On Monday, at Shacharit services that begin at 8 in the morning, Rabbi Joseph Prouser will read from the Torah, as he does every Monday morning.
But because that Monday, February 18, also is Presidents Day, Rabbi Prouser will follow the Torah reading by reading the Gettysburg Address, Abraham Lincoln’s short, transcendent, beautiful, despairing, soaringly hopeful eulogy. Rabbi Prouser has translated it into Hebrew and set it to haftarah trope, so instead of reciting it he sings it.
It is never clear to me why it is so achingly moving to listen to that talk in Hebrew — so short, so direct, so rhythmic — only that it is overwhelmingly powerful.
Rabbi Prouser heads Temple Emanuel of North Jersey, a Conservative shul that was founded in Paterson in 1906. About 10 years ago, it moved the building that is its home today; it sits in Bergen County’s rural-ish (at least to these city-honed eyes) northwestern corner, high above one of the lakes that presumably give Franklin Lakes its name. The synagogue, once a Dutch Reform Church, is austere and old. To sit in it is to know that you are sitting somewhere. Somewhere real, with history behind it.

(RECORDS)
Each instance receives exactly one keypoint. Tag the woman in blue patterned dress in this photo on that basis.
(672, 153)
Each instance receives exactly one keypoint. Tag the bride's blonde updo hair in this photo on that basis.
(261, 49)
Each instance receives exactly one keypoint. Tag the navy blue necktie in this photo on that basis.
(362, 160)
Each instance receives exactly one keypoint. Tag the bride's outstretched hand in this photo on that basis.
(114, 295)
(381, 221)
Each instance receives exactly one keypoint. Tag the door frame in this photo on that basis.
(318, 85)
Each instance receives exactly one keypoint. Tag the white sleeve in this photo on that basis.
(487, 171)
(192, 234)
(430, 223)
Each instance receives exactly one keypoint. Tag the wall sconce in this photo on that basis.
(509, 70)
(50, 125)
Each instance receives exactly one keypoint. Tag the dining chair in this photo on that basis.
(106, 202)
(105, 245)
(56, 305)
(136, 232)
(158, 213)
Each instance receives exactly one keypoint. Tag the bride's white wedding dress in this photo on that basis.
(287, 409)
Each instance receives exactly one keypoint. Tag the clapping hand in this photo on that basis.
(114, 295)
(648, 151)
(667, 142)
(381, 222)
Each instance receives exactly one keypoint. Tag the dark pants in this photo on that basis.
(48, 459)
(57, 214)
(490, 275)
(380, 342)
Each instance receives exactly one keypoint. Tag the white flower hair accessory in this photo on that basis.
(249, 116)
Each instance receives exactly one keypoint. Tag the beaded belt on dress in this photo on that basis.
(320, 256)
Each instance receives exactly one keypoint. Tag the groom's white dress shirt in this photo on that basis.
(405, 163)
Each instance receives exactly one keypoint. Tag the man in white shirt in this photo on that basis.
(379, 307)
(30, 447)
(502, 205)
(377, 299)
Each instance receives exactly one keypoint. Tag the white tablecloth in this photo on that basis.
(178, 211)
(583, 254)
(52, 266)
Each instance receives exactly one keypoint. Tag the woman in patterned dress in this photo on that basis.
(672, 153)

(WRITTEN TASKS)
[a] In the article on Rabbi Prouser's Presidents Day reading, in what year and city was Temple Emanuel of North Jersey founded?
[b] Reproduce the stretch of the article on Rabbi Prouser from "It is never" through "history behind it.".
[c] Write what follows the last sentence of the article on Rabbi Prouser's Hebrew Gettysburg Address.

(OUTPUTS BY TASK)
[a] It was founded in Paterson in 1906.

[b]
It is never clear to me why it is so achingly moving to listen to that talk in Hebrew — so short, so direct, so rhythmic — only that it is overwhelmingly powerful.
Rabbi Prouser heads Temple Emanuel of North Jersey, a Conservative shul that was founded in Paterson in 1906. About 10 years ago, it moved the building that is its home today; it sits in Bergen County’s rural-ish (at least to these city-honed eyes) northwestern corner, high above one of the lakes that presumably give Franklin Lakes its name. The synagogue, once a Dutch Reform Church, is austere and old. To sit in it is to know that you are sitting somewhere. Somewhere real, with history behind it.

[c]
Rabbi Prouser gathers local politicians and other leaders — every year he puts together a pamphlet that includes quotes from presidents and other statespeople. Every year, the statements of genuine wisdom of generations of American leaders, interspersed as they are with the wisdom of the Jewish tradition, are both striking and nostalgic. It seems unlikely that any public figure now will be capable of the straightforward elegance with which their counterparts used to speak.
The service is always nonpolitical, or at least nonpartisan; both Democrats and Republicans come to it, and both Jews and non-Jews. Rabbi Prouser serenely soars above any more small-minded attempt to force comparisons between then and now; those who make them do so entirely on their own.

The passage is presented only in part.